* Extracted data entries *
BEGIN
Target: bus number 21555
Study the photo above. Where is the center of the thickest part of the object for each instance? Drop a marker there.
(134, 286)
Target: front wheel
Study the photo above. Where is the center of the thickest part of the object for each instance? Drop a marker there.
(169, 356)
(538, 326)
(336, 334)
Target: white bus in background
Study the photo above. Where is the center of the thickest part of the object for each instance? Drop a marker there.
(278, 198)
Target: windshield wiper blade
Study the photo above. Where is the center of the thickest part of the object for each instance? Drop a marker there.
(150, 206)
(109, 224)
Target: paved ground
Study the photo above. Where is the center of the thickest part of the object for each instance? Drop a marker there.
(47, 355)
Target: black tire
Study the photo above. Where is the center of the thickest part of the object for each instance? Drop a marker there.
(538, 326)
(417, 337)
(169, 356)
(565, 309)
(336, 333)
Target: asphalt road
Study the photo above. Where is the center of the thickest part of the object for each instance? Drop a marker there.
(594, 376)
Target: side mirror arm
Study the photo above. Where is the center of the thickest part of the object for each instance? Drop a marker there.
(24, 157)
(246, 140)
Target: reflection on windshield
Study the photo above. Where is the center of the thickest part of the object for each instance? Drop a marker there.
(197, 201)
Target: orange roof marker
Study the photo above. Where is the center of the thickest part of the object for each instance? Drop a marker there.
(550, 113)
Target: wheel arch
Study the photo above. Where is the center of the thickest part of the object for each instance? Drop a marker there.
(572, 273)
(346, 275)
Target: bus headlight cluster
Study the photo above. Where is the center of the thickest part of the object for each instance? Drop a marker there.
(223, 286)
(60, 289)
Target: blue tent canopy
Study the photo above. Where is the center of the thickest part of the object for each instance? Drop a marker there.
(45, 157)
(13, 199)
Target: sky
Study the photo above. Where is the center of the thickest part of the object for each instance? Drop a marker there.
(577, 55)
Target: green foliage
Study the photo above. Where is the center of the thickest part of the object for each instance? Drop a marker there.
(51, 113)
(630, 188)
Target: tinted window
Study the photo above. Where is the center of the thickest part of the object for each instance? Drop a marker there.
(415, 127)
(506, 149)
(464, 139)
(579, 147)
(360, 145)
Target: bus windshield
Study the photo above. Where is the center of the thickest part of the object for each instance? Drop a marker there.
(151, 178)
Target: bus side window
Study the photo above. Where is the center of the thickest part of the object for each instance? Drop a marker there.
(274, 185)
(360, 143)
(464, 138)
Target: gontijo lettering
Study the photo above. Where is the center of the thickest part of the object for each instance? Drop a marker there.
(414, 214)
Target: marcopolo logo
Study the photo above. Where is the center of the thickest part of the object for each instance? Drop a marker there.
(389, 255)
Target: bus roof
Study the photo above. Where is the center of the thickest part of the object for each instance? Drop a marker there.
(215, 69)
END
* Your assignment *
All that is wanted is a faithful reproduction of the line above with "Target: paved ground", the line with "Target: bus side window", and every line in between.

* Your response *
Target: paved ground
Study the photo above. Where is the center of the thickest part of the object for each instance? Drop a marker there.
(47, 355)
Target: black tire
Study the photo above. Where is the center of the thickest part of the object for each instance? Drop a marker there.
(538, 326)
(417, 337)
(169, 356)
(565, 309)
(336, 333)
Target: asphalt road
Study the photo above. Where is the center of the thickest part of the object for each instance? Drop a marker there.
(594, 376)
Target: side mirror arm
Study the photo above. Where is the center of the thickest part of the object for each instance? Drop a marker there.
(24, 157)
(246, 140)
Target: reflection on windshield
Study the photo above. Where is the center of the thickest part of the object for each instance? Drop a marker there.
(197, 201)
Target: orange roof marker
Study the photo above. Where is the center of the thickest part of the object for each instance? Drop a marker there.
(550, 113)
Target: wheel arch
Study the photo above. Where is the center of the thickest part of the object for each instance? Drop a marker there.
(572, 273)
(346, 275)
Target: bus headlight cluster
Study the photo above. Where is the center of the thickest part of the object for each instance? Drop a marker there.
(223, 286)
(60, 289)
Target: blue tent canopy
Study the photo above. Where is the center of the thickest part of the object for each instance? Drop a marker there.
(45, 157)
(13, 199)
Target: sky
Study the photo above. Where is the center of the thickest part of the object for each instance? Drop a marker there.
(577, 55)
Target: green foliage
Study the photo above. Where is the center of the thickest part of the object for each instance? Drop a marker there.
(51, 113)
(630, 188)
Target: tinted window
Study the photo above. Where is the center of the thickest part of the object for each instance? Drop a marker there.
(415, 127)
(506, 149)
(464, 139)
(579, 147)
(360, 145)
Target: bus windshield
Study the photo above. Where is the center of the thickest part of the object for each instance? Drop a marker there.
(151, 178)
Target: bus side window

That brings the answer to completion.